## Given records
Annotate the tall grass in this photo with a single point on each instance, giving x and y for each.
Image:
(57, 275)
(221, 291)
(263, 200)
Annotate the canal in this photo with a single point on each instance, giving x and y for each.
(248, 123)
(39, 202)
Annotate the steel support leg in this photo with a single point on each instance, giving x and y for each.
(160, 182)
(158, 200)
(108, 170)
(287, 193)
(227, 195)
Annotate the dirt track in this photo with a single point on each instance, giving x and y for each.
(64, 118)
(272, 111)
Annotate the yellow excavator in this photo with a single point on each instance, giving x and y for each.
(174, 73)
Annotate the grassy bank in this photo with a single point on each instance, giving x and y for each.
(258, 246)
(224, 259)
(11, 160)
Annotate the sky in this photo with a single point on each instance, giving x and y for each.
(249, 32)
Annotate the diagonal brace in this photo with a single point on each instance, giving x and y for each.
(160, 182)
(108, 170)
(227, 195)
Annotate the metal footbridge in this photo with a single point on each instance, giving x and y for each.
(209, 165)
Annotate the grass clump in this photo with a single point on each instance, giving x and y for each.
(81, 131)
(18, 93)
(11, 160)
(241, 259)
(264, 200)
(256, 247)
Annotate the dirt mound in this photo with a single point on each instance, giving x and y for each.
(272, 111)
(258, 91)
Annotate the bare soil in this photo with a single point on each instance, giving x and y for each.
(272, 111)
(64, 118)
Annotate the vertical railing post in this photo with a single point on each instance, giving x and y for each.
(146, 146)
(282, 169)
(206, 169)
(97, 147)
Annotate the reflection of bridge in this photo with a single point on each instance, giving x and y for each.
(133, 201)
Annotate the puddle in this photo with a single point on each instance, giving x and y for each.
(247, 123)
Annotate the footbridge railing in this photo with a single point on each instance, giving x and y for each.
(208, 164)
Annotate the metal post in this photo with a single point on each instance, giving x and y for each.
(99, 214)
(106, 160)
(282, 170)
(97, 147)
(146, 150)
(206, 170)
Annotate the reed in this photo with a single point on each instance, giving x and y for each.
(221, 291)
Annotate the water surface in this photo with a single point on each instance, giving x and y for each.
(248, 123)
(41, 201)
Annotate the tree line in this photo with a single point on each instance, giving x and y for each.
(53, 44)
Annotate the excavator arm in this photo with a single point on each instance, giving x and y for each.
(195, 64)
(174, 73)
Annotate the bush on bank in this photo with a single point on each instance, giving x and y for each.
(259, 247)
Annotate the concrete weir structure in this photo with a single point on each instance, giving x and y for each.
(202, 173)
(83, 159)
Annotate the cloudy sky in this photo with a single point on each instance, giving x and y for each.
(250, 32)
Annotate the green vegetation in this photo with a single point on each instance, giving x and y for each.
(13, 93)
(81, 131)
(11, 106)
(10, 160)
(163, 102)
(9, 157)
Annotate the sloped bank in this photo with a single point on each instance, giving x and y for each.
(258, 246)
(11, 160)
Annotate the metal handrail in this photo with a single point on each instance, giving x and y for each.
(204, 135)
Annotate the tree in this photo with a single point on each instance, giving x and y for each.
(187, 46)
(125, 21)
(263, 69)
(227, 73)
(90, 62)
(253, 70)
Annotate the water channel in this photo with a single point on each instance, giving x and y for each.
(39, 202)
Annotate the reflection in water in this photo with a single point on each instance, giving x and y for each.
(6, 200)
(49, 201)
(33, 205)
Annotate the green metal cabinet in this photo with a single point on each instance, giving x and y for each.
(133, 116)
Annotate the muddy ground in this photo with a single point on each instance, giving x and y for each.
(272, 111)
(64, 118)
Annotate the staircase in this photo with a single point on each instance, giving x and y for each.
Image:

...

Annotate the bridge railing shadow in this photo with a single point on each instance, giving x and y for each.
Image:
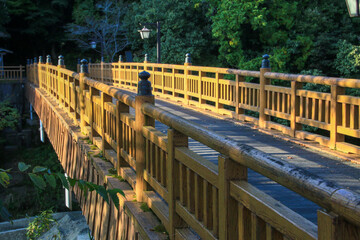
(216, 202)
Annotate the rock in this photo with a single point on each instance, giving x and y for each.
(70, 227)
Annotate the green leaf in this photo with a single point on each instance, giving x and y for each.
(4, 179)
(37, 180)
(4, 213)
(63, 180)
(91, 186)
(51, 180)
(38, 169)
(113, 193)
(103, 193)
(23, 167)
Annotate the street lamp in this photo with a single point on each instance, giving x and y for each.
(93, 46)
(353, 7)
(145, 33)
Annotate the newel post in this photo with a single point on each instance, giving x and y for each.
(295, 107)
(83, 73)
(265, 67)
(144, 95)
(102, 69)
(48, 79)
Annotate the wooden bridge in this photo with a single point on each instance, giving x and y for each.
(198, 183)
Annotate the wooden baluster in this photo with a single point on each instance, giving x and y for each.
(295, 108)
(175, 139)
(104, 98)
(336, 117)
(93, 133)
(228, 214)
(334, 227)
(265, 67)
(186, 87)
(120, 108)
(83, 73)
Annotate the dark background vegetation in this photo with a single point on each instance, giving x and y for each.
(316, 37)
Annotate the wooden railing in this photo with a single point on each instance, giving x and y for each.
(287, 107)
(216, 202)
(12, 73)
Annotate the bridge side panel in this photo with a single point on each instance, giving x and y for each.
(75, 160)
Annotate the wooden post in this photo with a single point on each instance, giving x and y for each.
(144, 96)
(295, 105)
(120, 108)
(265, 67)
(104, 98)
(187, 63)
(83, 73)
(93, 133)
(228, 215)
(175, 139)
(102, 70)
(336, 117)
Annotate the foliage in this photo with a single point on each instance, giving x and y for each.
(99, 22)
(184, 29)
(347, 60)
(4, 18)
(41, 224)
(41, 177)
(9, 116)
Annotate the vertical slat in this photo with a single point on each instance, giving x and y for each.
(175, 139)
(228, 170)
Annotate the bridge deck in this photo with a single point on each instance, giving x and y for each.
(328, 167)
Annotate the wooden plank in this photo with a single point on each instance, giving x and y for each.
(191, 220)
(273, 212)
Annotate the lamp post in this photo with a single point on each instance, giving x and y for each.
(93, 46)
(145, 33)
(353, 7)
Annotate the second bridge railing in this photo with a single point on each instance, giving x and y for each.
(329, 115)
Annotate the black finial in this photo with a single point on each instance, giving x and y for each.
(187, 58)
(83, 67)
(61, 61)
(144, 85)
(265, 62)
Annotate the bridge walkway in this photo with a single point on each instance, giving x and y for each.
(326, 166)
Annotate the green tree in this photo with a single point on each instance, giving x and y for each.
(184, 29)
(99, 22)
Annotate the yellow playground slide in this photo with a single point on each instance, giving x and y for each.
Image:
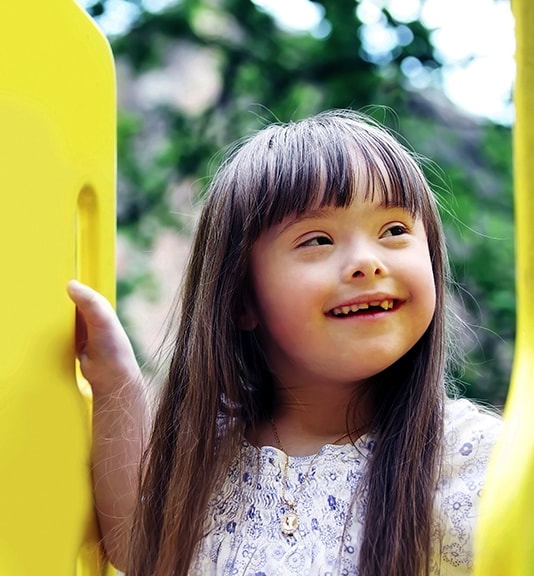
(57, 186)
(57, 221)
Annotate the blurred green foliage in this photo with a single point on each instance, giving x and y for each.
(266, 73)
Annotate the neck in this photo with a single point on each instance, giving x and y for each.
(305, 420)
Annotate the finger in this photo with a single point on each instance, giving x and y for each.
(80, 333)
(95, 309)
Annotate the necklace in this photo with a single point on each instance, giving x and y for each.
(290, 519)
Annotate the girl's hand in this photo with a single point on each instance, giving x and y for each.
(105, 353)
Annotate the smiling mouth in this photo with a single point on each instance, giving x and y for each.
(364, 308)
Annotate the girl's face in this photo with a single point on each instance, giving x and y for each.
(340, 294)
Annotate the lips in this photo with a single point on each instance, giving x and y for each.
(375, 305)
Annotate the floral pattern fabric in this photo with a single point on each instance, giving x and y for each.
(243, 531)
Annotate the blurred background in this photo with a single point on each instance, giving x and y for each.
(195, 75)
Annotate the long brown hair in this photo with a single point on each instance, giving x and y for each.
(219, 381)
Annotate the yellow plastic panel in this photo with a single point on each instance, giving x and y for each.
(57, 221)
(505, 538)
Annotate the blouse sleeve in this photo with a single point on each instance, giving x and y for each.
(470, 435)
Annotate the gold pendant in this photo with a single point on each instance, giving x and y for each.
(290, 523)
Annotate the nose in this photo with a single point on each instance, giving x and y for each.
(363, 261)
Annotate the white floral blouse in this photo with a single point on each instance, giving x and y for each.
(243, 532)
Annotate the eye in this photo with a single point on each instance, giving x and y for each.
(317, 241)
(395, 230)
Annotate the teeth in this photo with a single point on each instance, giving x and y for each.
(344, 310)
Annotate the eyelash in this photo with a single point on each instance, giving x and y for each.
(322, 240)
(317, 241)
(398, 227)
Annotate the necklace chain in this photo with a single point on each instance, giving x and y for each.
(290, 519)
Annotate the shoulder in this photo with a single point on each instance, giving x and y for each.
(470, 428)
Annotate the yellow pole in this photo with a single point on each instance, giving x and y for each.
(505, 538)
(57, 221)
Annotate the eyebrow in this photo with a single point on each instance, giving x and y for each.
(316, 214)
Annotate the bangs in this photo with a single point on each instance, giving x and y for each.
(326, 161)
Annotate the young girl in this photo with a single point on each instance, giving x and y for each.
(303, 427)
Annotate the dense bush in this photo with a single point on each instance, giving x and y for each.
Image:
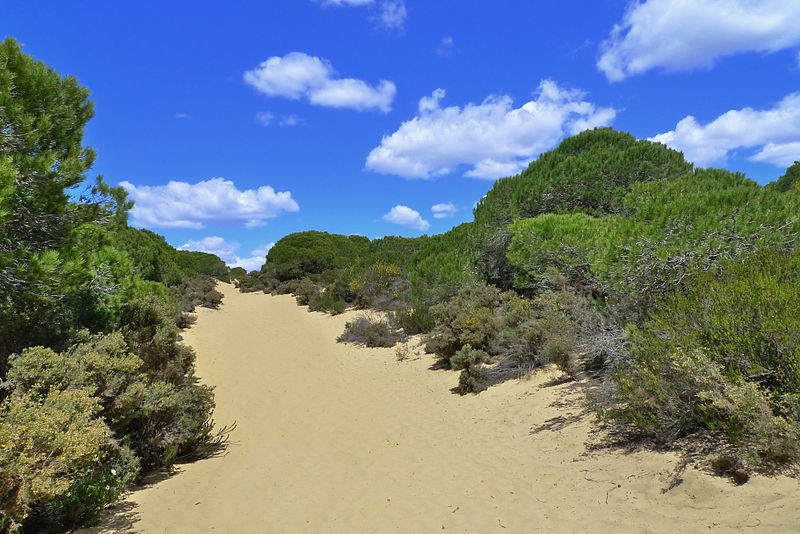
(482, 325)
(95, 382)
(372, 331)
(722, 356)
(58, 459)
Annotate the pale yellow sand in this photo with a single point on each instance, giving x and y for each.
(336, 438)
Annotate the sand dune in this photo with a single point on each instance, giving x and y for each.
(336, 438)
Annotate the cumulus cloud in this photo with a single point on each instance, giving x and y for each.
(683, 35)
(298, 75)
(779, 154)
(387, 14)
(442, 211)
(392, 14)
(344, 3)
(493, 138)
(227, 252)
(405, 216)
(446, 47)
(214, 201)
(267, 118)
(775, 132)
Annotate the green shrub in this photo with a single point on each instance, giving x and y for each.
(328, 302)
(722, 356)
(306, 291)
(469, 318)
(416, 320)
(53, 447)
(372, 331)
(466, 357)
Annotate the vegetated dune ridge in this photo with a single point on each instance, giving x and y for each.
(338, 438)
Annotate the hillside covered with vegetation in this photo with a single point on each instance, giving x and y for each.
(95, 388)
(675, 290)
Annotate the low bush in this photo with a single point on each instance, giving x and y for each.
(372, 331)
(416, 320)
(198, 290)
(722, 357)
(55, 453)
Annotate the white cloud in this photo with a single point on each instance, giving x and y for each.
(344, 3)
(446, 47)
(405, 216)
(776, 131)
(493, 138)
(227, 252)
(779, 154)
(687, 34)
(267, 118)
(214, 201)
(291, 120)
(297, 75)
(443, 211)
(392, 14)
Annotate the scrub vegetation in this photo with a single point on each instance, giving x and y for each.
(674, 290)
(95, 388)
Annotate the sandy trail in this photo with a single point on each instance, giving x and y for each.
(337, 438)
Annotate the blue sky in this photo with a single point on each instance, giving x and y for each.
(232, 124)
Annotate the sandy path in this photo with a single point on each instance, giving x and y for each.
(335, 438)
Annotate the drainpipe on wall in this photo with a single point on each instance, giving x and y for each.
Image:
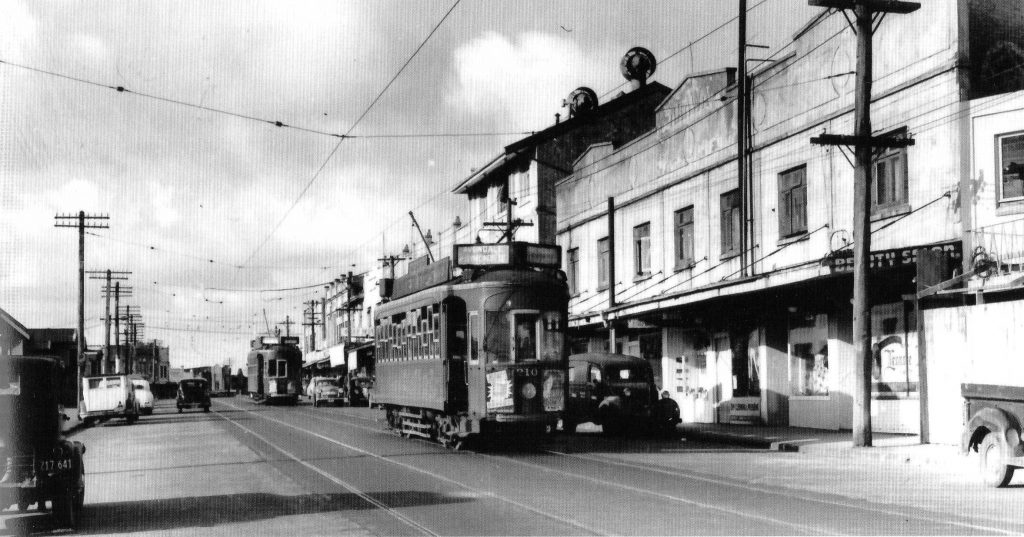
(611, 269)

## Your goal
Gather every line in the entries above that contains the word "white". Case counts.

## Final answer
Annotate the white floral blouse in this photo with a single point on each instance, giving x and y for each.
Annotate the white cloud in this photo with a single point on each instance, giving x and y for each.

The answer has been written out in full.